Collected data entries:
###

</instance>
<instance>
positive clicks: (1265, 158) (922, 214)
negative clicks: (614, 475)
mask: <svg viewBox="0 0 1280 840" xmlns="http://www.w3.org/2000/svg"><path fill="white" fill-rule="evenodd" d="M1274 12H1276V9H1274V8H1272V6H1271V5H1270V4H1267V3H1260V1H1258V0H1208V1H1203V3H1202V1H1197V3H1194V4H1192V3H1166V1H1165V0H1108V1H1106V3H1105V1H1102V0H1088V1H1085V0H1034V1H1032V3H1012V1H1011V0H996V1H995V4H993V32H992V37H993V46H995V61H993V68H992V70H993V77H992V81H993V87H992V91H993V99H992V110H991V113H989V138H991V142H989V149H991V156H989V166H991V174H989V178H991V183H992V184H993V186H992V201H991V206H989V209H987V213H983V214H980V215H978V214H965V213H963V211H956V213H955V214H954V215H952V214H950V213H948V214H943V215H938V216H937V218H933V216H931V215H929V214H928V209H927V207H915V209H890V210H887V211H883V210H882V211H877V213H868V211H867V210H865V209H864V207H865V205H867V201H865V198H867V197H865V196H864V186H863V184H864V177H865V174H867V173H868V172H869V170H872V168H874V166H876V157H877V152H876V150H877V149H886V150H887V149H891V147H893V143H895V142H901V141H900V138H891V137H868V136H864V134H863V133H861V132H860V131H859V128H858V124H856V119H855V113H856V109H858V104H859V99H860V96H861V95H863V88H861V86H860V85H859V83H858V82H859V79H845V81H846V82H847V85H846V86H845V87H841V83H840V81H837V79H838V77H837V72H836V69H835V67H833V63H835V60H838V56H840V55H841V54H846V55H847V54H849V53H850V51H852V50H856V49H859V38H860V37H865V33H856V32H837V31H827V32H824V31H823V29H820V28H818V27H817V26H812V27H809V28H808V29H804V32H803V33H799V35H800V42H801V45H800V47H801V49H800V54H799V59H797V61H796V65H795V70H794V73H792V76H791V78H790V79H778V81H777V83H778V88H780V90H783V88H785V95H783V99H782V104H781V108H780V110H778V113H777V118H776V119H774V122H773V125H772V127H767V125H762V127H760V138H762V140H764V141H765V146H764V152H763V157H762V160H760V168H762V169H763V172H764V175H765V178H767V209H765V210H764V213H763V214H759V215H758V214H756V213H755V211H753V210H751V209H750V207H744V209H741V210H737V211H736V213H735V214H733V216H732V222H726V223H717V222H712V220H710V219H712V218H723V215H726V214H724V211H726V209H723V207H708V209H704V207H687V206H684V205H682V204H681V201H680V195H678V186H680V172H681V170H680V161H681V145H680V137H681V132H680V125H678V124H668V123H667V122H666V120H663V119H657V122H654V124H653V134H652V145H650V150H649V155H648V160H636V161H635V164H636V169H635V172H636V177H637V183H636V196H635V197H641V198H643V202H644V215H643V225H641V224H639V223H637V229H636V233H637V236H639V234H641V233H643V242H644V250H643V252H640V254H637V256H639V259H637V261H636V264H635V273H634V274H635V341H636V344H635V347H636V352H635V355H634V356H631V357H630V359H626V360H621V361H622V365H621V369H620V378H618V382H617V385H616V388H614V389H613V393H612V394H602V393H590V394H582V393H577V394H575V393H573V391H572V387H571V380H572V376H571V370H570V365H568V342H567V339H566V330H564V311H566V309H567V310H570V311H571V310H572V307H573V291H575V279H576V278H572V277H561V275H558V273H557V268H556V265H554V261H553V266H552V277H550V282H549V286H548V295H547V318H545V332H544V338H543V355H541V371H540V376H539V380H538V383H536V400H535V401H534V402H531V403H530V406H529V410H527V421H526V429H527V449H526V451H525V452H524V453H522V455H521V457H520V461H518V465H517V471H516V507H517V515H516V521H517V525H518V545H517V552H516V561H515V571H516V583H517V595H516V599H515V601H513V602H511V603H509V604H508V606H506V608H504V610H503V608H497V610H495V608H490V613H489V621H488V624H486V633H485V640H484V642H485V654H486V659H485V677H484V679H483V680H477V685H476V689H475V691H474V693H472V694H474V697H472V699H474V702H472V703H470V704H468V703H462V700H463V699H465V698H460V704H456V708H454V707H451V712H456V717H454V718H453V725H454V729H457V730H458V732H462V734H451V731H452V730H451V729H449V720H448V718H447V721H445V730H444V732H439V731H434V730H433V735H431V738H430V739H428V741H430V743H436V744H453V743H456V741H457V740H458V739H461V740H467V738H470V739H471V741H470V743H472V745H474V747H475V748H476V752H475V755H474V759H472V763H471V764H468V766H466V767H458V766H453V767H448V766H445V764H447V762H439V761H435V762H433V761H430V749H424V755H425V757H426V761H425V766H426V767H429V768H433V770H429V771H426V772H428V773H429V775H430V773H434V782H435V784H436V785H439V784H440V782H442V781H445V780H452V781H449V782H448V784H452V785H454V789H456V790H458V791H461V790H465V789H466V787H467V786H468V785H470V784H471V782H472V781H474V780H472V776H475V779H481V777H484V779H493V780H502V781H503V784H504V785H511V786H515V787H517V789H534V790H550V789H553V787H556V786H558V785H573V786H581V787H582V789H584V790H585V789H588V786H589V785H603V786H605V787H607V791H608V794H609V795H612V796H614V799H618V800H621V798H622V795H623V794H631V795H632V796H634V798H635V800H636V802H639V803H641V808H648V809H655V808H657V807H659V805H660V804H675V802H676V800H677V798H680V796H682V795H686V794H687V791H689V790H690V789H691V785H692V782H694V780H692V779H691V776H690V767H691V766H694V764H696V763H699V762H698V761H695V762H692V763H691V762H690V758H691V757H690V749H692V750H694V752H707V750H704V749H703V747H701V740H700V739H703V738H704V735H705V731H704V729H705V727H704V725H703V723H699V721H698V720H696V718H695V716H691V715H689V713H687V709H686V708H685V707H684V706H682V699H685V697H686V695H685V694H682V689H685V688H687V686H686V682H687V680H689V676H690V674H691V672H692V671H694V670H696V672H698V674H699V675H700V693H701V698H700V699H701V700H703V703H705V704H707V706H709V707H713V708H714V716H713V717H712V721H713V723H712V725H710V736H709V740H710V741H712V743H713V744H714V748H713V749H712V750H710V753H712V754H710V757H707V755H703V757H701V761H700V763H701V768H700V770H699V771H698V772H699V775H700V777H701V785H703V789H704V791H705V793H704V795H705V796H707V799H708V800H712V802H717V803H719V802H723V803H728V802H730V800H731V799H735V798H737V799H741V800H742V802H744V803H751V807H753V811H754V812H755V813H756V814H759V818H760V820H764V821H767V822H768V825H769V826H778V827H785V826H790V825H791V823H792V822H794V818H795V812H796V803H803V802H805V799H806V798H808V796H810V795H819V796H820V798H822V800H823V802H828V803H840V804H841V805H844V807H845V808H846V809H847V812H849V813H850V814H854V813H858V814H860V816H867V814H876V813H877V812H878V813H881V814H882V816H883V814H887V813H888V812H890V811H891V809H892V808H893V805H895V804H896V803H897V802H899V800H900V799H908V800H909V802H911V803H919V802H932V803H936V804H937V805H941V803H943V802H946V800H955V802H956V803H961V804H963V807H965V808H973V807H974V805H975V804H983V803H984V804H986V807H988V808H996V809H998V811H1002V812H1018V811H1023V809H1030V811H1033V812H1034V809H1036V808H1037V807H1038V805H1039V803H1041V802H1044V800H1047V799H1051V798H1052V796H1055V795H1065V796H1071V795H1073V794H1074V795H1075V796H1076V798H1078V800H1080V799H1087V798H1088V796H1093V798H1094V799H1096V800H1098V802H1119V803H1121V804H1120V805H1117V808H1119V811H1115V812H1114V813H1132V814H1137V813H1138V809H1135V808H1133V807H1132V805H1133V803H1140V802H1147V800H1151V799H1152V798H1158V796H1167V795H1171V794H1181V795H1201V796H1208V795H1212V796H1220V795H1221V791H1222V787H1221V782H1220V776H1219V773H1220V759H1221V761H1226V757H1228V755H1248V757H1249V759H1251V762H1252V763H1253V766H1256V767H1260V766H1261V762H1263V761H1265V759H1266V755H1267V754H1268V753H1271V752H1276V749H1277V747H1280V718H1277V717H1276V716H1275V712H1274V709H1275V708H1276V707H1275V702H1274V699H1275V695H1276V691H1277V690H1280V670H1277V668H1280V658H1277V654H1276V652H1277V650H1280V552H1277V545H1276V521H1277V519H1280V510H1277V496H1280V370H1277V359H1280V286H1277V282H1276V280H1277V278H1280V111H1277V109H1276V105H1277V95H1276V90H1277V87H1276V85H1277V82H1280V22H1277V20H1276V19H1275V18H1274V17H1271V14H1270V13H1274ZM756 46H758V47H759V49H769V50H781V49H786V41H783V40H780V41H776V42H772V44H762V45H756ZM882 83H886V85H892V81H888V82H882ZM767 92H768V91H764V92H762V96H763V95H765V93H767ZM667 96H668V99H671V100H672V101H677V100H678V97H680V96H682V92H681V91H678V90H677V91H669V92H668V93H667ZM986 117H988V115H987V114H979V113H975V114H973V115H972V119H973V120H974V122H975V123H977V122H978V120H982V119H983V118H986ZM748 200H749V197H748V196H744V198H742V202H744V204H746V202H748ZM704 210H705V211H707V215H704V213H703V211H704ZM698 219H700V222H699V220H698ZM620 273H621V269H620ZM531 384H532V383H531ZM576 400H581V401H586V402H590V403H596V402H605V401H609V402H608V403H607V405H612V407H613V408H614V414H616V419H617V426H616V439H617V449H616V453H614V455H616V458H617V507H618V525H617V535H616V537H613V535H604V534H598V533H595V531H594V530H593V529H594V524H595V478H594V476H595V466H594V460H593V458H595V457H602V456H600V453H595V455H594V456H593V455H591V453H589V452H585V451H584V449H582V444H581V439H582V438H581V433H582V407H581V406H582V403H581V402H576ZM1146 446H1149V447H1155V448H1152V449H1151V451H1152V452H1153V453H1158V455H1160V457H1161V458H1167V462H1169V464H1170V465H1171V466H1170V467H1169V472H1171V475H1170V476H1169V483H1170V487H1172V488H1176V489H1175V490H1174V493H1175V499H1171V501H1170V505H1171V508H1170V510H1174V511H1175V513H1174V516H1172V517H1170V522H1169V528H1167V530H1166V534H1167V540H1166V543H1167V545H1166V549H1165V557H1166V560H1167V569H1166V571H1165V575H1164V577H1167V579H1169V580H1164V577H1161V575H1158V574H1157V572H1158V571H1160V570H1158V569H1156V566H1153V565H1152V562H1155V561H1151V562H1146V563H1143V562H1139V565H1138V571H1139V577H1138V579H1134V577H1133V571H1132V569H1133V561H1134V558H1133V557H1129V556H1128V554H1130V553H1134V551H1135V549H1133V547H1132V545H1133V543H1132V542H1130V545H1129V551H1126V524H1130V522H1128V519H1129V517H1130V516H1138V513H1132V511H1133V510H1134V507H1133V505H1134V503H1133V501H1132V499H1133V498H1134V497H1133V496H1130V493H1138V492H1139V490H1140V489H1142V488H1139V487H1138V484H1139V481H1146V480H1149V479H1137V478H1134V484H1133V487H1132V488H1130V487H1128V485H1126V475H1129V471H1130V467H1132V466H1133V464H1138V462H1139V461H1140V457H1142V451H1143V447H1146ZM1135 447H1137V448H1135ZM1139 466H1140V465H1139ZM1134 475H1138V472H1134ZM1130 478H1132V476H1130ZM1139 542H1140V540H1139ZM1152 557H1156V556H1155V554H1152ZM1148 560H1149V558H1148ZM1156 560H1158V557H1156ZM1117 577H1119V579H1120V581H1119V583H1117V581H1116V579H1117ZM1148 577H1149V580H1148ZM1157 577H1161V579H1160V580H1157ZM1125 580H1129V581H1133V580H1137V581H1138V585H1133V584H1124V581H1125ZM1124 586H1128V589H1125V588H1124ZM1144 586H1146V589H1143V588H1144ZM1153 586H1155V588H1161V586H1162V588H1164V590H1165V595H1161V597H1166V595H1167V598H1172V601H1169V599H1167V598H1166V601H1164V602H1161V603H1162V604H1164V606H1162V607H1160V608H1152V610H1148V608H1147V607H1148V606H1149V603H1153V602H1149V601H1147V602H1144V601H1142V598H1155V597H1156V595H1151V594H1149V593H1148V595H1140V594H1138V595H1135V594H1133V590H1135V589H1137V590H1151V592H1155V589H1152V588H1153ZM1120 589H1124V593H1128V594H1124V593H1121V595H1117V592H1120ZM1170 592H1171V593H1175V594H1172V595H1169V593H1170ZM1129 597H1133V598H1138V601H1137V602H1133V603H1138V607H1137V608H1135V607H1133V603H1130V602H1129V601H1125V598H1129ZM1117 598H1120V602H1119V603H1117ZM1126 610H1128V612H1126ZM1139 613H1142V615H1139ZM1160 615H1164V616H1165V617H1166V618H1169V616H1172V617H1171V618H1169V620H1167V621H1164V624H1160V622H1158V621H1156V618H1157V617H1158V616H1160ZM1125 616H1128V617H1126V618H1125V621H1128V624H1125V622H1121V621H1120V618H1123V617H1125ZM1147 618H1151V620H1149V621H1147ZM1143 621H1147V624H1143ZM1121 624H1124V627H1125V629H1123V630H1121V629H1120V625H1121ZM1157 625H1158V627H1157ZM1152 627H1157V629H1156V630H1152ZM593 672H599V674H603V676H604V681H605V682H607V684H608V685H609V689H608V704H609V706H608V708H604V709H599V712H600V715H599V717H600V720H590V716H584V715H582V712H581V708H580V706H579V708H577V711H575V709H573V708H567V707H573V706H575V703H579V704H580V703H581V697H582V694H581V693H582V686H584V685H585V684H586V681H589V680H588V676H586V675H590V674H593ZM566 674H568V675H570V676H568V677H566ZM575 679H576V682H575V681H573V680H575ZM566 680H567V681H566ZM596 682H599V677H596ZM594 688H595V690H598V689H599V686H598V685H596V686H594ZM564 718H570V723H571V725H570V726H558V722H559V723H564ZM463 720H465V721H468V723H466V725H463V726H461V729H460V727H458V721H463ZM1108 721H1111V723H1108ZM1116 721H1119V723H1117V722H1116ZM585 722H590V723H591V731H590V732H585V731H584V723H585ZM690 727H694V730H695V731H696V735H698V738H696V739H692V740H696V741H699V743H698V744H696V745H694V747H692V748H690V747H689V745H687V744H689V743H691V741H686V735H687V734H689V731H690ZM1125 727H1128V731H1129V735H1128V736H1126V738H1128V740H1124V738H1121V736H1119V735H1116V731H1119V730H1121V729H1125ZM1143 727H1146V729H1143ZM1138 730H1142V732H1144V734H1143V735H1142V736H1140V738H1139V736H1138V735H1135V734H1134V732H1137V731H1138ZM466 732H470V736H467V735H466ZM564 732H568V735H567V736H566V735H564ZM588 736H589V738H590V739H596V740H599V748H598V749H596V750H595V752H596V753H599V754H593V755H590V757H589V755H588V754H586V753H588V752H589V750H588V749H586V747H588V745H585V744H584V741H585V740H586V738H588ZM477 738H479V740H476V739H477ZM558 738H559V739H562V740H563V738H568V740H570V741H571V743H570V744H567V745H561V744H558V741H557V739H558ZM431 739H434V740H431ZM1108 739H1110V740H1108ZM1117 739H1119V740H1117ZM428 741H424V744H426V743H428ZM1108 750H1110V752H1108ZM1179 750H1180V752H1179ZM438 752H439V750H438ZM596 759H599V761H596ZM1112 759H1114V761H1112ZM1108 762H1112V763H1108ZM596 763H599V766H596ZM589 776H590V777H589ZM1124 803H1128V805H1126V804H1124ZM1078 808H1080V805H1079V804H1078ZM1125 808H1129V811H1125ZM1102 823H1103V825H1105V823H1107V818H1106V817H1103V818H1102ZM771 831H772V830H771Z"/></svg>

###

*Assignment*
Please extract the data from the start through the line containing "negative clicks: (614, 475)", copying every line exactly and including both ends.

*Solution to the problem*
</instance>
<instance>
positive clicks: (1265, 158) (922, 214)
negative clicks: (614, 475)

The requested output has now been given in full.